[Start LISTED RECORDS]

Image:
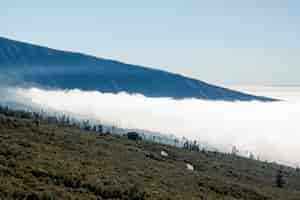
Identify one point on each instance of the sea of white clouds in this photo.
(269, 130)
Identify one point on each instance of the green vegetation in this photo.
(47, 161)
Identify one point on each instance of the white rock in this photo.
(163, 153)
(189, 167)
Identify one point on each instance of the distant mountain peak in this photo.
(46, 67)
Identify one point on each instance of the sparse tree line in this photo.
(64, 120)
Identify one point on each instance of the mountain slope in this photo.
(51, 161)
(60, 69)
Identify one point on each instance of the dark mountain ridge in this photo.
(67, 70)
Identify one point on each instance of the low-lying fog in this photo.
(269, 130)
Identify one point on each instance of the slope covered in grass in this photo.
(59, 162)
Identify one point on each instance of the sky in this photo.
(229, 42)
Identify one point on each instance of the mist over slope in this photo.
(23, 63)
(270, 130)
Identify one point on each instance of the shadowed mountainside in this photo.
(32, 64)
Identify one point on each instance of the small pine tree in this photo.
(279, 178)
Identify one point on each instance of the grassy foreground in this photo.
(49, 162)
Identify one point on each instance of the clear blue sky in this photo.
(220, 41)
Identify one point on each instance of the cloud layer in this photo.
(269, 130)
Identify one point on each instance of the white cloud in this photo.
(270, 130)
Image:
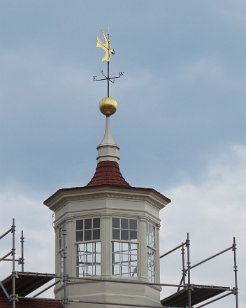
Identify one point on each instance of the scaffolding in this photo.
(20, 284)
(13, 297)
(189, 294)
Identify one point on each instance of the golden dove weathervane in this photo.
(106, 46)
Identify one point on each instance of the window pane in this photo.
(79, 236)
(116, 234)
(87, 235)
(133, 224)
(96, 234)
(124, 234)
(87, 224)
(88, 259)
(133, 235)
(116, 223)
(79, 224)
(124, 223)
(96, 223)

[End LISTED RECORDS]

WHAT IS EXPECTED:
Lay out all the lines of the data above as a Markdown table with the columns Row and Text, numbering each line in order and leaving out blank lines. Omit the pictures from your answer.

ANSWER TO THE PROBLEM:
| Row | Text |
|---|---|
| 1 | Image: |
| 2 | Identify one point on each instance of the sea of white clouds in this photo. |
| 3 | (269, 130) |
| 4 | Identify one point on each instance of the green vegetation in this photo. |
| 5 | (47, 161) |
| 6 | Identify one point on each instance of the white rock in this photo. |
| 7 | (163, 153) |
| 8 | (189, 167) |
| 9 | Identify one point on each instance of the distant mountain peak in this photo. |
| 10 | (46, 67) |
| 11 | Identify one point on each instance of the sparse tree line in this photo. |
| 12 | (64, 120) |
| 13 | Identify one point on each instance of the mountain slope in this photo. |
| 14 | (51, 161) |
| 15 | (60, 69) |
| 16 | Identify one point on each instance of the dark mountain ridge in this photo. |
| 17 | (67, 70) |
| 18 | Identify one point on each instance of the low-lying fog in this photo. |
| 19 | (269, 130) |
| 20 | Identify one point on each instance of the slope covered in grass in this photo. |
| 21 | (59, 162) |
| 22 | Identify one point on each instance of the sky in this photo. |
| 23 | (229, 42) |
| 24 | Identify one point on each instance of the mist over slope in this photo. |
| 25 | (23, 63) |
| 26 | (270, 130) |
| 27 | Identify one point on each instance of the shadowed mountainside in this photo. |
| 28 | (32, 64) |
| 29 | Identify one point on each instance of the small pine tree in this photo. |
| 30 | (279, 178) |
| 31 | Identify one point on each instance of the grassy foreground in this photo. |
| 32 | (49, 162) |
| 33 | Identify one point on each instance of the clear blue sky in this photo. |
| 34 | (220, 41) |
| 35 | Identify one point on each instance of the cloud layer in this photo. |
| 36 | (269, 130) |
| 37 | Identify one point on each instance of the white cloud in this photo. |
| 38 | (270, 130) |
| 39 | Image: |
| 40 | Identify one point on each instance of the scaffolding in this photo. |
| 41 | (20, 284) |
| 42 | (13, 297) |
| 43 | (189, 294) |
| 44 | Identify one point on each instance of the golden dove weathervane in this photo. |
| 45 | (106, 46) |
| 46 | Identify one point on each instance of the window pane in this photo. |
| 47 | (79, 236) |
| 48 | (116, 234) |
| 49 | (87, 235) |
| 50 | (133, 224) |
| 51 | (96, 234) |
| 52 | (124, 234) |
| 53 | (87, 224) |
| 54 | (88, 259) |
| 55 | (133, 235) |
| 56 | (116, 223) |
| 57 | (79, 224) |
| 58 | (124, 223) |
| 59 | (96, 223) |